__Task details__:
Copy out each line of the data that holds the word "separated".
[Opening Supplied material section]
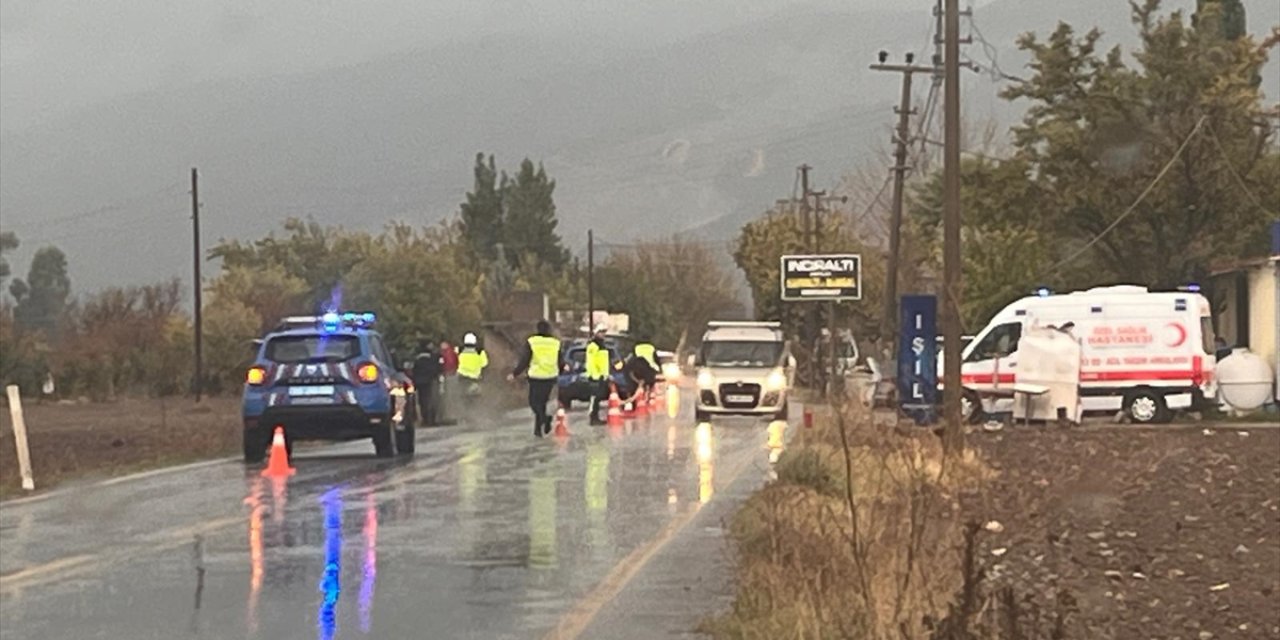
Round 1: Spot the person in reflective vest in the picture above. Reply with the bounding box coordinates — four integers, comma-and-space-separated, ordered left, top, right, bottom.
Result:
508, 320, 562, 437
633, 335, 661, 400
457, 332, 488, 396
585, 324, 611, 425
[Closing Supplied material section]
[Opening Supplied material section]
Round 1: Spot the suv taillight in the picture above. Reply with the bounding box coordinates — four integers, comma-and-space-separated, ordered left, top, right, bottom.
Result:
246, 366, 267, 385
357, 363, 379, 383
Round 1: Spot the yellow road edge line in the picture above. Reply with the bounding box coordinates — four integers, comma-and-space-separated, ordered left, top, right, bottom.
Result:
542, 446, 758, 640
[Closing Supplied material section]
[Opening Supplied material section]
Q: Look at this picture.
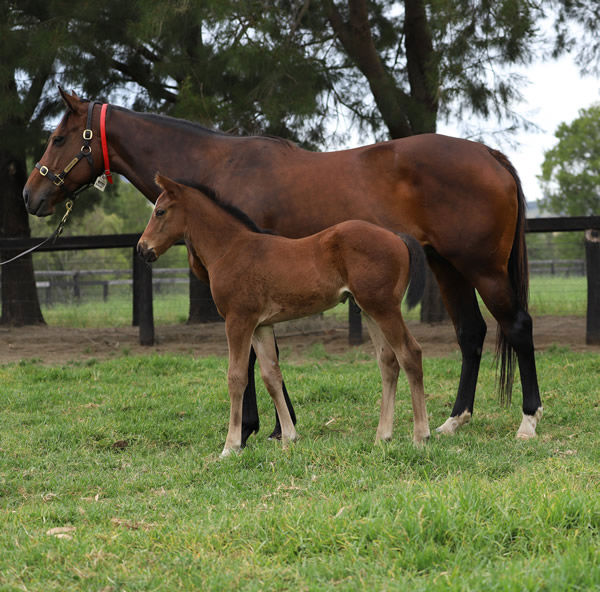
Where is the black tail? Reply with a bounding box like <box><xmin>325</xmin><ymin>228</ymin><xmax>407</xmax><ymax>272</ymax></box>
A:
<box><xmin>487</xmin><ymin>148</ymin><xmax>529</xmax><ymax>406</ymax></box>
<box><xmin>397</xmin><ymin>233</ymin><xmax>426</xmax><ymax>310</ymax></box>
[Closing Supplied material section]
__Result__:
Round 1: Spot the person in reflective vest in the picture above. Reply with the bounding box coordinates — four integers, comma-and-space-separated, ordered left, top, right, bottom.
Round 1: Spot the suv taillight in the picture above. Reply with the bounding box coordinates — four integers, comma-and-space-separated, ordered left, top, right, bottom.
Round 1: Spot the yellow road edge line in the picture above. Reply with the bounding box coordinates — four integers, comma-and-space-separated, ordered left, top, right, bottom.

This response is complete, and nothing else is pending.